::: TEXT PROVIDED
When Nancy Lomba Dean lost her 10-year-old daughter Marguerite Lomba to cancer last summer, Dean made up made her mind not to see other parents lose their children due to the difficulty in finding a bone marrow match.
“By the time we found a match for Marguerite, it was too late. Her boy was so weak from all the chemotherapy,” said Dean. “I don’t want to see any parent have to worry about that while their child is sick.”
That’s why Lomba, an 18-year teacher in the Jersey City Public School system, is organizing, with the approval of the school system, a bone marrow/blood drive that will take place on June 20 from 2 p.m. to 7 p.m. at Dickinson and Snyder high schools.Finding the missing piece
Bone marrow is the spongy material that fills the cavities of bones and the substance from which many of the blood elements are produced.
Doctors will take a small sample from the breast bone or the pelvis to determine the condition of the marrow.
A bone marrow transplant is the main treatment in some types of cancers such as leukemia or lymphoma. Doctors extract a portion of the patient’s or a donor’s bone marrow, which is then treated and stored. The patient undergoes chemotherapy to kill the cancer cells, but that also kills healthy blood cells. So cleansed marrow is given to the patient through transfusion to replenish the blood cells.
Patients in need of healthy bone marrow usually find a match from a donor who could be an immediate member of their family or a person in their ethnic group.
Lomba was one patient who was in dire need of a life-saving bone marrow transplant. Went home sick
According to Dean, her daughter came home from classes at St. Mary of the Star School in Bayonne in June 2003 and told her mother that she was sick.
First, Dean kept her daughter home and treated her with over-the-counter medicine. But after 10 days, she went to a doctor, worried that her daughter might be more seriously ill. After a blood test was done, Dean was given the terrible news that her daughter was stricken with leukemia.
::::::
::: RECORDS PROVIDED
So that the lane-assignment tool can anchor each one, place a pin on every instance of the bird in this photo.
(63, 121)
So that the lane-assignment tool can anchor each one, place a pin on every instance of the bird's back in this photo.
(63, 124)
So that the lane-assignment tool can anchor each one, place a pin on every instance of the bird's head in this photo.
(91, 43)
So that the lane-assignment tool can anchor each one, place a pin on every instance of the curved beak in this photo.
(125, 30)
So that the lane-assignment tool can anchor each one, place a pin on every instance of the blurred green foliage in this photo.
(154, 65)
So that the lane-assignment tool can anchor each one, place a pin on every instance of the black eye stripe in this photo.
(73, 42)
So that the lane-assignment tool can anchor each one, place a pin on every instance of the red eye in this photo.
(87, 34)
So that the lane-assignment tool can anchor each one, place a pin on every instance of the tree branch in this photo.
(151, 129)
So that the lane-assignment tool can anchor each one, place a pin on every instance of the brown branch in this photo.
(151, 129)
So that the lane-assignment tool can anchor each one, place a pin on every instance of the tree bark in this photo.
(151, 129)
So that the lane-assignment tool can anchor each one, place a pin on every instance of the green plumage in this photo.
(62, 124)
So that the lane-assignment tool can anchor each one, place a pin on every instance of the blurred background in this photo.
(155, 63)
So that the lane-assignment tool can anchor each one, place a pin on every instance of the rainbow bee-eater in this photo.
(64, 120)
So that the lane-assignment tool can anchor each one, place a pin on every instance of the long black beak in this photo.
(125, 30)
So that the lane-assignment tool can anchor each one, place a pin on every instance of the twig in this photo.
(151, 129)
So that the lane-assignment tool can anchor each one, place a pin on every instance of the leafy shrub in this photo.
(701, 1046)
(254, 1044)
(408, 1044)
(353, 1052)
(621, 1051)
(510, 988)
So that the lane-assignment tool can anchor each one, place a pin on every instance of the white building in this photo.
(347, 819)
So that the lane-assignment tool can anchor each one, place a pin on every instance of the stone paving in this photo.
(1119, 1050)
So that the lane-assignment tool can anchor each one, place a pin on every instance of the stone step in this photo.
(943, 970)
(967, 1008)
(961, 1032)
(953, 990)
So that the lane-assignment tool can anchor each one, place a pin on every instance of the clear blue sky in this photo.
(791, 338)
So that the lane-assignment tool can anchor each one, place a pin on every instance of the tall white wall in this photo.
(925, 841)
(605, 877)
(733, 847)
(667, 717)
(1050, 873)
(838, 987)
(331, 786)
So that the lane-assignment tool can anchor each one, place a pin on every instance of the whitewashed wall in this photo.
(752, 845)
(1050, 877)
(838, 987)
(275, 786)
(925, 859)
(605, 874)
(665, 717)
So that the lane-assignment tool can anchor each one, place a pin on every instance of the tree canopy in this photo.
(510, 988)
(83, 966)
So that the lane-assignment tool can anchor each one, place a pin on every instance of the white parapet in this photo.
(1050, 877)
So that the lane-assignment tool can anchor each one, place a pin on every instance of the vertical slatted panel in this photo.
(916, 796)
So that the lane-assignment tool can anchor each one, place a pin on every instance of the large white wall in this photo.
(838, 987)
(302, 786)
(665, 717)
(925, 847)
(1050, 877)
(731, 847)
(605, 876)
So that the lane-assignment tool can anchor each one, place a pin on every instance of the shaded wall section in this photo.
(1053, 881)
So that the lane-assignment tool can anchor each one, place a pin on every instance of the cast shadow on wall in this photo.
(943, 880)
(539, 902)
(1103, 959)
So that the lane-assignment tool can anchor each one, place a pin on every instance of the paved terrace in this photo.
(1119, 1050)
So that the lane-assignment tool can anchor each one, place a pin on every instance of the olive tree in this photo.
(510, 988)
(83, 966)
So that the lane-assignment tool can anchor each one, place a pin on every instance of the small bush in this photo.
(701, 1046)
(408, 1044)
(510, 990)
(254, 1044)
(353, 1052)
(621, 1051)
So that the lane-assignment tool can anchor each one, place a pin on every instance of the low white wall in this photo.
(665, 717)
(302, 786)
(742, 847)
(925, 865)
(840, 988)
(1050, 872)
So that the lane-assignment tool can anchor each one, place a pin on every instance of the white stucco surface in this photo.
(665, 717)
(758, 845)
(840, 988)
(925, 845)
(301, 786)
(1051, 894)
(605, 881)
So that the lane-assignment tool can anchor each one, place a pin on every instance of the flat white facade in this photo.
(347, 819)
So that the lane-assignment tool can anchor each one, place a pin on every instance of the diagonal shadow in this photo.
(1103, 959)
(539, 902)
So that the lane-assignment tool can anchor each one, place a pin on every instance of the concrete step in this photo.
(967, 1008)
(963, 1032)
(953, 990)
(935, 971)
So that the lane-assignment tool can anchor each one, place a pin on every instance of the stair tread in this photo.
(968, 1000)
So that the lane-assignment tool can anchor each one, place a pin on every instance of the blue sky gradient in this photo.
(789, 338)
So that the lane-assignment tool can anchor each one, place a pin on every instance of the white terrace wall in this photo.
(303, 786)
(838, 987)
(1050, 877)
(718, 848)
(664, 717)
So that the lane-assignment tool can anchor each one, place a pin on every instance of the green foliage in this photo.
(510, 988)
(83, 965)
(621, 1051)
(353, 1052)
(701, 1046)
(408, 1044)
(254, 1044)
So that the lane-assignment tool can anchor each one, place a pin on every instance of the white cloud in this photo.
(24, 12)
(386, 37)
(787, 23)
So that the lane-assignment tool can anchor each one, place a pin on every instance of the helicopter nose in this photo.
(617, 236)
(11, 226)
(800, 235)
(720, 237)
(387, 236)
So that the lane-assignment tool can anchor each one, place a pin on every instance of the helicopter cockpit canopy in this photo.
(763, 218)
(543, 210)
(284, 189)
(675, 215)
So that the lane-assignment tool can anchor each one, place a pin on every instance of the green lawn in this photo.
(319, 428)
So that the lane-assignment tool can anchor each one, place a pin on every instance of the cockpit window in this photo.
::::::
:: WHAT YOU NEED TO DO ::
A. Reproduce the passage of the bone marrow article starting at "That’s why Lomba, an" and ending at "of the marrow.", swapping "pelvis" for "hip bone".
B. Translate this sentence from the bone marrow article into Spanish: "Bone marrow is the spongy material that fills the cavities of bones and the substance from which many of the blood elements are produced."
These rows were taken from a separate source.

:: OUTPUTS FOR THE TASKS ::
A.
That’s why Lomba, an 18-year teacher in the Jersey City Public School system, is organizing, with the approval of the school system, a bone marrow/blood drive that will take place on June 20 from 2 p.m. to 7 p.m. at Dickinson and Snyder high schools.Finding the missing piece
Bone marrow is the spongy material that fills the cavities of bones and the substance from which many of the blood elements are produced.
Doctors will take a small sample from the breast bone or the hip bone to determine the condition of the marrow.

B. La médula ósea es el material esponjoso que llena las cavidades de los huesos y la sustancia a partir de la cual se producen muchos de los elementos de la sangre.